EXCERPT:
--
When Spemann received the Nobel Prize in 1935, the Nobel Prize Committee honored him primarily for the discovery of the organizer. Hilde Mangold did not live to see this triumph and recognition of her work, however, as she died of a household accident in 1924 after moving to Berlin with her husband Otto Mangold and their son. It is therefore not clear whether she would have received the Nobel Prize jointly with Spemann.
A woman in science
Over the course of the 20th century, a discussion arose about the woman Hilde Mangold, and it was only in recent years that the term "Spemann-Mangold organizer" replaced the previously more common "Spemann organizer". As a young researcher in the 1920s, Hilde Mangold was surrounded by patriarchal structures, and she was one of a few privileged women who had access to an academic career. At that time, one had to pay to do a doctoral thesis, and only the support of her parents, who had the means, allowed her to enter science.
--
EXERCISES TO COMPLETE:
1. Copy from the passage on Hilde Mangold the words from "A woman in science" up to and including "to enter science.".
2. Answer these questions from the passage on Hilde Mangold:
(a) In what year did Spemann receive the Nobel Prize?
(b) In what year did Hilde Mangold die?
(c) Which term replaced "Spemann organizer" in recent years?
3. Please carry on writing the passage on Hilde Mangold from its last sentence.

INFORMATION PROVIDED:
--
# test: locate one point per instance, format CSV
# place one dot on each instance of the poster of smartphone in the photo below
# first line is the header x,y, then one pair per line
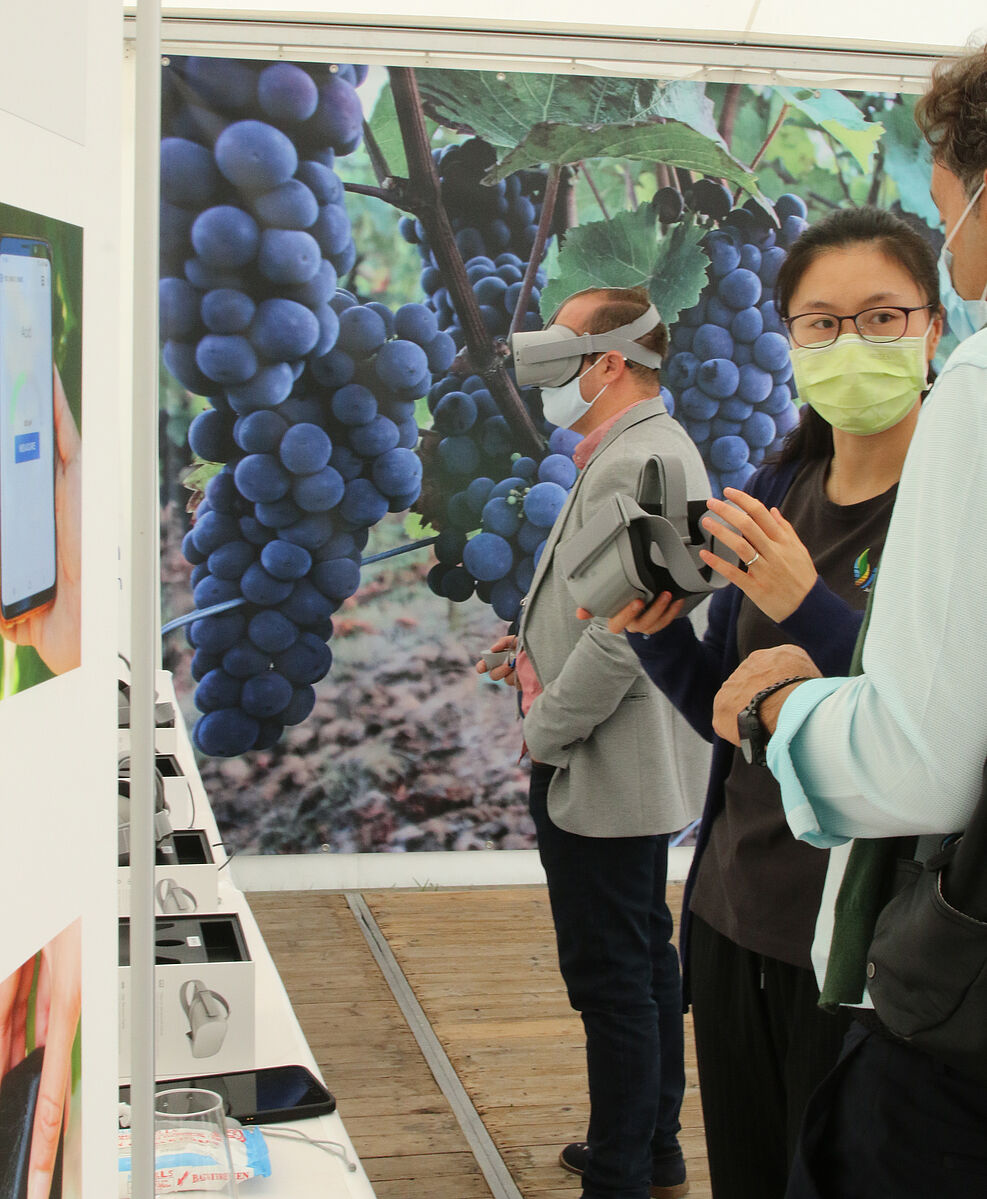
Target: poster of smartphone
--
TASK ANSWERS:
1.
A woman in science
Over the course of the 20th century, a discussion arose about the woman Hilde Mangold, and it was only in recent years that the term "Spemann-Mangold organizer" replaced the previously more common "Spemann organizer". As a young researcher in the 1920s, Hilde Mangold was surrounded by patriarchal structures, and she was one of a few privileged women who had access to an academic career. At that time, one had to pay to do a doctoral thesis, and only the support of her parents, who had the means, allowed her to enter science.

2.
(a) 1935
(b) 1924
(c) "Spemann-Mangold organizer"

3.
It is no longer possible to say how much Hilde Mangold in her everyday life was confronted with the fact that she was one of only a few women to earn a doctorate at a university at that time. What is clear is that Spemann did not hesitate to accept her as a doctoral student. Mangold was not happy, however, that Spemann included his name on the publication of her doctoral thesis. Spemann had handled it differently with the other, male doctoral students. Viktor Hamburger explained Spemann's decision in retrospect by saying Spemann actually had a better appreciation of the relevance of the results. Later female members of the Spemann group, on the other hand, voiced criticism that Mangold had not been sufficiently honored for her discovery.
Spemann explicitly addressed Mangold's contribution in his Nobel lecture, but emphasized that her experiments were based on his suggestions. In fact, the consensus among historians today seems to be that Spemann's prior observations and planning of the experiments certainly entitled him to put his name first. Apart from Spemann's relative contribution, however, it was Mangold's practical skill and single-mindedness that made the experiments successful. She had to repeat the complicated and seemingly hopeless experiments hundreds of times until the organizer's function was clearly proven scientifically.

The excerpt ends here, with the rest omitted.